__TASK REQUIREMENTS__.
1. According to the Oracle Optimizer article, what kind of statements does the Optimizer relate to in Oracle?
2. From the Oracle Optimizer article, reproduce the passage that begins with the words "Learn about the" and ends after the words "move to CBO?".

Oracle Optimizer: Moving to and working with CBO

Monday Jul 28th 2003 by Amar Kumar Padhi
Share:

Learn about the Oracle Optimizer and various efficient ways of moving to Cost Based Optimizer. Part 1 of a five part series.

If your application was developed in earlier releases of Oracle (v. 7 and earlier), chances are that your database is running in Rule based optimizer. This article will help you understand the Oracle Optimizer and various efficient ways of moving to Cost based Optimizer. This is Part 1 of a five part series.

Part 1
  1. What is Optimizer?
  2. Why Optimize?
  3. Available Optimizers
  4. Why is RBO being removed?
  5. Why move to CBO?
Part 2
  1. Initialization parameters that affect CBO
  2. Internal Oracle parameters that affect CBO
Part 3
  1. Setup changes for migrating to CBO
  2. Generating Statistics
  3. DML Monitoring
Part 4
  1. Hints
  2. Stored outlines
  3. Statistics for SYS schema
Part 5
  1. New Privileges
  2. How to analyze execution plans in CBO?
  3. Oracle Applications 11i specific information for CBO
  4. Conclusion

1. What is Optimizer?

In Oracle, a query may be executed in more than one way. The execution plan that has the best ranking or the lowest cost is the one that will return output with the fastest rate and optimal utilization of resources. The execution plan is generated by the Optimizer. Optimizer is an 'engine' running in the database that is dedicated to deriving a list of execution paths based on various conditions and then choosing the most efficient for running a query. Once an execution plan choice is made, it is then carried out to arrive at the output.

In Oracle, Optimizer relates to DML statements.

2. Why Optimize?

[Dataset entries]
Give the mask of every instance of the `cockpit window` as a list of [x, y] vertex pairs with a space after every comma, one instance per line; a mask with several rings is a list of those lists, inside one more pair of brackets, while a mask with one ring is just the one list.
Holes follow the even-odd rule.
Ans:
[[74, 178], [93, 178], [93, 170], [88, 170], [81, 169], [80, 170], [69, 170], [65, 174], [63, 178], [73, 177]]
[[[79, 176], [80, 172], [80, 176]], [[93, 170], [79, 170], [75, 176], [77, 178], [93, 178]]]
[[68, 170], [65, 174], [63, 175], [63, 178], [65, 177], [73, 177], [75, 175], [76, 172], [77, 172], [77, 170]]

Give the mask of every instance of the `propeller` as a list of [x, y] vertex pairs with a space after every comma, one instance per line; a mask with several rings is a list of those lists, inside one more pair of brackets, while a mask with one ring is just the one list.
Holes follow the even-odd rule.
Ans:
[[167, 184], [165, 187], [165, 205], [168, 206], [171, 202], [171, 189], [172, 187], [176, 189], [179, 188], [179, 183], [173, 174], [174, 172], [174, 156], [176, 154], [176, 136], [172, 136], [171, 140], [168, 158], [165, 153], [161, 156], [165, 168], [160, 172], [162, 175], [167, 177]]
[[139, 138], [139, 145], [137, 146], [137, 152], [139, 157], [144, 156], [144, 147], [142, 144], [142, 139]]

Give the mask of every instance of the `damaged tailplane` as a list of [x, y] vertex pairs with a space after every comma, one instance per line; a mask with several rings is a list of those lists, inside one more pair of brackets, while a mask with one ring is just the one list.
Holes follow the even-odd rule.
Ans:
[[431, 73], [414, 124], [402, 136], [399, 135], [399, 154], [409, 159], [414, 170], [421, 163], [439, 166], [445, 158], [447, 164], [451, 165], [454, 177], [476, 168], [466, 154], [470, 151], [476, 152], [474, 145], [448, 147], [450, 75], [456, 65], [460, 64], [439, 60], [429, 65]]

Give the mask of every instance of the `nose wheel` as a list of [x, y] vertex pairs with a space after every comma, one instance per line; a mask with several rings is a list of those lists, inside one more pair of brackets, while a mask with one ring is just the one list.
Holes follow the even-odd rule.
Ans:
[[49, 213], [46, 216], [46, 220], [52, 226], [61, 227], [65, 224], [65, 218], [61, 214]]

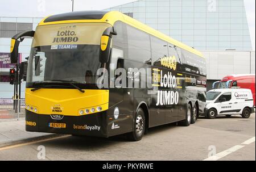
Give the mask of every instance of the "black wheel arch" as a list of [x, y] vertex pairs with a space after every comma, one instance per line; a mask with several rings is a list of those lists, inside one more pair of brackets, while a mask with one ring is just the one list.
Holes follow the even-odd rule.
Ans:
[[[143, 112], [144, 112], [144, 115], [145, 116], [145, 120], [146, 120], [146, 129], [147, 129], [147, 128], [148, 128], [149, 127], [149, 121], [150, 121], [150, 114], [149, 114], [149, 110], [148, 110], [148, 107], [147, 105], [147, 103], [144, 102], [144, 101], [142, 101], [137, 106], [137, 107], [136, 108], [136, 111], [135, 112], [134, 114], [136, 114], [136, 113], [138, 111], [138, 110], [141, 108]], [[146, 131], [146, 130], [145, 130]]]

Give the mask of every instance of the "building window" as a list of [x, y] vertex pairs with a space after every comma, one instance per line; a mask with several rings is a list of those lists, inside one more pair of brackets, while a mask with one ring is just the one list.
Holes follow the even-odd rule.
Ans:
[[30, 23], [0, 23], [0, 37], [12, 37], [15, 34], [32, 30], [33, 24]]
[[123, 14], [133, 18], [133, 12], [124, 12]]

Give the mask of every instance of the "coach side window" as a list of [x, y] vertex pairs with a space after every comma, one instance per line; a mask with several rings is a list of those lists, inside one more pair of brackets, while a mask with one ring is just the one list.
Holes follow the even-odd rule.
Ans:
[[150, 36], [131, 26], [127, 26], [129, 59], [151, 64]]
[[158, 67], [163, 67], [161, 65], [161, 59], [168, 57], [167, 43], [162, 41], [155, 36], [151, 36], [152, 64]]

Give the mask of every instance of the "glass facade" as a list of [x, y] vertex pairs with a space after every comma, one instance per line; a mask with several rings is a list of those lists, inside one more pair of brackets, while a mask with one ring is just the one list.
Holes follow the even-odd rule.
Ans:
[[243, 0], [141, 0], [118, 11], [199, 50], [251, 51]]

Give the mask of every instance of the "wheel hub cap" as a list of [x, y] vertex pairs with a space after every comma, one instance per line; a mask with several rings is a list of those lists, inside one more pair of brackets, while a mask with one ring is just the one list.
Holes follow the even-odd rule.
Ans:
[[191, 120], [191, 112], [190, 110], [188, 110], [188, 121], [190, 121]]
[[141, 115], [139, 115], [136, 119], [136, 132], [138, 135], [142, 133], [144, 128], [143, 119]]

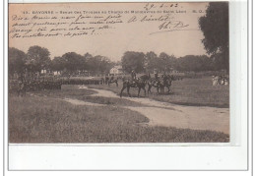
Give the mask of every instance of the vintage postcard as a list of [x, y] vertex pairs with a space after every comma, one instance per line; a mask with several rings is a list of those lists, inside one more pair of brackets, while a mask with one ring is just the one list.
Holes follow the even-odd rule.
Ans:
[[9, 143], [229, 143], [228, 7], [9, 4]]

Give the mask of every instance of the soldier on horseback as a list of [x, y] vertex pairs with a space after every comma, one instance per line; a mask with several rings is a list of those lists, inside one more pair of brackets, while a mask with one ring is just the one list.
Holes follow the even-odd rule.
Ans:
[[137, 81], [135, 70], [132, 70], [131, 76], [132, 76], [132, 83], [135, 84]]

__OUTPUTS FOR THE TASKS__.
1. DML statements.

2.
Learn about the Oracle Optimizer and various efficient ways of moving to Cost Based Optimizer. Part 1 of a five part series.

If your application was developed in earlier releases of Oracle (v. 7 and earlier), chances are that your database is running in Rule based optimizer. This article will help you understand the Oracle Optimizer and various efficient ways of moving to Cost based Optimizer. This is Part 1 of a five part series.

Part 1
  1. What is Optimizer?
  2. Why Optimize?
  3. Available Optimizers
  4. Why is RBO being removed?
  5. Why move to CBO?